◆ **Your goal**
Rewrite as a numbered list only the lines from the one containing "Can you find the ocean surface" through the end of the items, omitting any blank lines.

* begin Supplied data *

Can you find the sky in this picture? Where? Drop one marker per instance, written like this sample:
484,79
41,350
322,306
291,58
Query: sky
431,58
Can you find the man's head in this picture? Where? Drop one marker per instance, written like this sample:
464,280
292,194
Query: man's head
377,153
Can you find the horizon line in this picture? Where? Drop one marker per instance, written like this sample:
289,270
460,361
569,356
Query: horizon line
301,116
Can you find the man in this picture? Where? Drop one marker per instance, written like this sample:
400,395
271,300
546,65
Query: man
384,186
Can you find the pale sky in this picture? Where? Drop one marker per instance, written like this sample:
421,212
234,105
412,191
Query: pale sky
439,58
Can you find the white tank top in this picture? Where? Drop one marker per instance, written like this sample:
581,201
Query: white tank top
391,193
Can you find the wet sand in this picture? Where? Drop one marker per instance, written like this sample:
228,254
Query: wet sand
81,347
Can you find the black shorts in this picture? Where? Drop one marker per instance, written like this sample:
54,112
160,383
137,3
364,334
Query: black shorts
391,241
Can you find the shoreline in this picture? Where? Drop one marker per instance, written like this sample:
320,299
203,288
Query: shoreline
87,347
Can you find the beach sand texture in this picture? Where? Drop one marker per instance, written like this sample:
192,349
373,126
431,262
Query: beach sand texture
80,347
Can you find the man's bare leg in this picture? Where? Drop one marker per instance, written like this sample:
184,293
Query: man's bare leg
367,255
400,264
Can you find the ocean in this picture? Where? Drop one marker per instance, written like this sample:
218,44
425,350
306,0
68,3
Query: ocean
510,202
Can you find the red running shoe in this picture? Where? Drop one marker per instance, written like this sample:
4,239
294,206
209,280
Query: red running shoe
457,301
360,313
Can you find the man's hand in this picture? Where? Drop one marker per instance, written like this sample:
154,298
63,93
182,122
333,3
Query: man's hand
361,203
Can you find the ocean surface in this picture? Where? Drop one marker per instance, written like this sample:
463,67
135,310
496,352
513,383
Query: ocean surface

* end Supplied data *

◆ **Written solution**
1. Can you find the ocean surface in this picture? Where? Drop one marker per instance, written like this sample:
2. 463,67
3. 135,310
4. 496,352
5. 513,383
6. Query: ocean surface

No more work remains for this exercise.